# [Task details]
Your task is to copy each line of the material below that includes "Find".

# [Provided material]
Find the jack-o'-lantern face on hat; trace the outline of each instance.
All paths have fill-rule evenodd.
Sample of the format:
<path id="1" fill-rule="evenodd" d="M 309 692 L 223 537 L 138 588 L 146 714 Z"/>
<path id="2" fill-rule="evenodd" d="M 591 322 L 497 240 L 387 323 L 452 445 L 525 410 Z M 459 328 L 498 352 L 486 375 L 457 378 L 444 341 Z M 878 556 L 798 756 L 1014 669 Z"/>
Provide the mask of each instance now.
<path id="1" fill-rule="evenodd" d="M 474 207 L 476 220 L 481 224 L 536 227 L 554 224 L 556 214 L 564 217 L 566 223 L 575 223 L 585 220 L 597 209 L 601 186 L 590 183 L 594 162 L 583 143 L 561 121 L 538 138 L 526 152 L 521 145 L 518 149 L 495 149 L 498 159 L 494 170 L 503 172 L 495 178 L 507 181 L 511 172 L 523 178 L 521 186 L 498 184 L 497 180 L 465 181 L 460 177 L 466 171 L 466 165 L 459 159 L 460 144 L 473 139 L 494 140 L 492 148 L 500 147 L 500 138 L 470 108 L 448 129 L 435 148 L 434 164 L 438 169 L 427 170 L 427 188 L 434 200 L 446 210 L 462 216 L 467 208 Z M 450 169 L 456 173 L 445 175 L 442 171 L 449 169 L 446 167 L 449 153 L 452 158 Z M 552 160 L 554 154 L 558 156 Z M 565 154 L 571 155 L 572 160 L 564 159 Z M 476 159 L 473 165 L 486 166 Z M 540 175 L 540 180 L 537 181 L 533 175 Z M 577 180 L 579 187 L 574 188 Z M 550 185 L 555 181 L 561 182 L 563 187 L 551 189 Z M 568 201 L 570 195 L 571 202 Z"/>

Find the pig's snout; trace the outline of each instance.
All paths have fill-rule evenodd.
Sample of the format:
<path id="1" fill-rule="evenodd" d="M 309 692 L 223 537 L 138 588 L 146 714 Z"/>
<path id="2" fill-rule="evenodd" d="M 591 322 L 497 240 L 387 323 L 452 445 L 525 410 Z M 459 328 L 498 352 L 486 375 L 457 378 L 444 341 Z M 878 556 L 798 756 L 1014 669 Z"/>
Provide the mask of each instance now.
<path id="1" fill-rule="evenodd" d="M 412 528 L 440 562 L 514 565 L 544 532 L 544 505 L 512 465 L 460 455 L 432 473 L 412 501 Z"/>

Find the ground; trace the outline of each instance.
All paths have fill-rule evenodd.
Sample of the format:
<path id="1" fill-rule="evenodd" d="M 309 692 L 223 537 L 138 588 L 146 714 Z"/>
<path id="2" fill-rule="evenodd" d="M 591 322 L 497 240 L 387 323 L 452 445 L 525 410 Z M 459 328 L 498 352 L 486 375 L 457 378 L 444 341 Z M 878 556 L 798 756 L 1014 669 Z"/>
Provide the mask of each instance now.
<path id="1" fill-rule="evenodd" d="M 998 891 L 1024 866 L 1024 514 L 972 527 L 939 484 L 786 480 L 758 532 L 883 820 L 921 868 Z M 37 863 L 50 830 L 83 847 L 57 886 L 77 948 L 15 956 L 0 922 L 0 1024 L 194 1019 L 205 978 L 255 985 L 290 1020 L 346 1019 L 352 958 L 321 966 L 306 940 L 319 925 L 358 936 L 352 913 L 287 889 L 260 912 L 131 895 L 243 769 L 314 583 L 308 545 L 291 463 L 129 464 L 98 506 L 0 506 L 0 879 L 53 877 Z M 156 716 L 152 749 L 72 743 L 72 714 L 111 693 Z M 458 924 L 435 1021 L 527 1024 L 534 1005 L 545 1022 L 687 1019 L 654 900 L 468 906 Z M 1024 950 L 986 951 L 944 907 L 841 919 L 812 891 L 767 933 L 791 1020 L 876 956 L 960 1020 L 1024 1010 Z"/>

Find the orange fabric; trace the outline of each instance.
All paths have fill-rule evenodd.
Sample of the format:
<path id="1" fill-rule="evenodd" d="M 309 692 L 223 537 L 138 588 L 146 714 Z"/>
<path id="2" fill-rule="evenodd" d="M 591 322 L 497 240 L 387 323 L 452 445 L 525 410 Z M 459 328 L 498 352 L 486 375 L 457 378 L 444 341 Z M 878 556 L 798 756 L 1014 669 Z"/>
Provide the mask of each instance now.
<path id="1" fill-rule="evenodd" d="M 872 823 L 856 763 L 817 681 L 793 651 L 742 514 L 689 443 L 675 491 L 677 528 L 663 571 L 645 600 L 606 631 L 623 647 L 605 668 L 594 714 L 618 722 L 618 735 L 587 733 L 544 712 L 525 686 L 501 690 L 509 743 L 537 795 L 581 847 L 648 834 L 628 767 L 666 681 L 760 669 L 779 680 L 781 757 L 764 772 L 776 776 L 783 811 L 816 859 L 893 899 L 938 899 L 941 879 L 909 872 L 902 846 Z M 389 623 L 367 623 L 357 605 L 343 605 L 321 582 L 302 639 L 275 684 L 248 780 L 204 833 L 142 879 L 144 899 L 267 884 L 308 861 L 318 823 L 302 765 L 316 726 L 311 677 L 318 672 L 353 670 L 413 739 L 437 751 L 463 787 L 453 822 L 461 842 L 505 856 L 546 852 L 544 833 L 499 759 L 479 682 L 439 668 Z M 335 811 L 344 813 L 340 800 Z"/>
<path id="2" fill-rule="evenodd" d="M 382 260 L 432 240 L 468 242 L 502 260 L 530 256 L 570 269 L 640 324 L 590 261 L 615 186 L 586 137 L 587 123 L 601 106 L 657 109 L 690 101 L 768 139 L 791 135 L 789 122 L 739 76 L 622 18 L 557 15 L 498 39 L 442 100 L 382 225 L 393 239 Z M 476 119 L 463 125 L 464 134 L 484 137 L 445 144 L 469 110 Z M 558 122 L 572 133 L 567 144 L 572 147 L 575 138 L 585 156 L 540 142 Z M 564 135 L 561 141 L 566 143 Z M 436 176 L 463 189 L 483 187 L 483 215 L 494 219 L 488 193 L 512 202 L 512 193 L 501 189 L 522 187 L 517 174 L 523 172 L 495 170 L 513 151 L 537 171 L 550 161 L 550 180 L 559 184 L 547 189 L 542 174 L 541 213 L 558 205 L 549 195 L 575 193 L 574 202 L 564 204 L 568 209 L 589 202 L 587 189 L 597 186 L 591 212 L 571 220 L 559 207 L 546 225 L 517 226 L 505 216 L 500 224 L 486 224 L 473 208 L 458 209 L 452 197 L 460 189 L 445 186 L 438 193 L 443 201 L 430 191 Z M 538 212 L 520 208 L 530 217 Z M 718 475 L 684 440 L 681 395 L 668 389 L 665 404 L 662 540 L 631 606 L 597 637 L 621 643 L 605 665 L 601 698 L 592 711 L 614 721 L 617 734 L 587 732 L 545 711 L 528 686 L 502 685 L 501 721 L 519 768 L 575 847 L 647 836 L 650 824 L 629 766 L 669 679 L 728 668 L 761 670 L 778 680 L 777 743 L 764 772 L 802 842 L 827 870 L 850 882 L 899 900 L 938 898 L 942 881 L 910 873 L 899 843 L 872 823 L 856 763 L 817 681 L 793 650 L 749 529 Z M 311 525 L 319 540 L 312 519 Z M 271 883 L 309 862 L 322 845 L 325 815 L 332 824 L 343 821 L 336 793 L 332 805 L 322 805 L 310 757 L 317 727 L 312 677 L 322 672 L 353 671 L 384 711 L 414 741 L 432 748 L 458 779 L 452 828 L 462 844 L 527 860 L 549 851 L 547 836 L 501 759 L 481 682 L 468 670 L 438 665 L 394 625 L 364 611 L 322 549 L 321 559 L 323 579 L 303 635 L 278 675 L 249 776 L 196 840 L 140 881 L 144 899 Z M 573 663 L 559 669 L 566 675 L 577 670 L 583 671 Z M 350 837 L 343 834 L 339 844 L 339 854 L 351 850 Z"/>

# [Response]
Find the jack-o'-lantern face on hat; trace the outline of each instance.
Find the pig's snout; trace the outline of each instance.
Find the ground; trace the outline of each instance.
Find the orange fabric; trace the outline of each instance.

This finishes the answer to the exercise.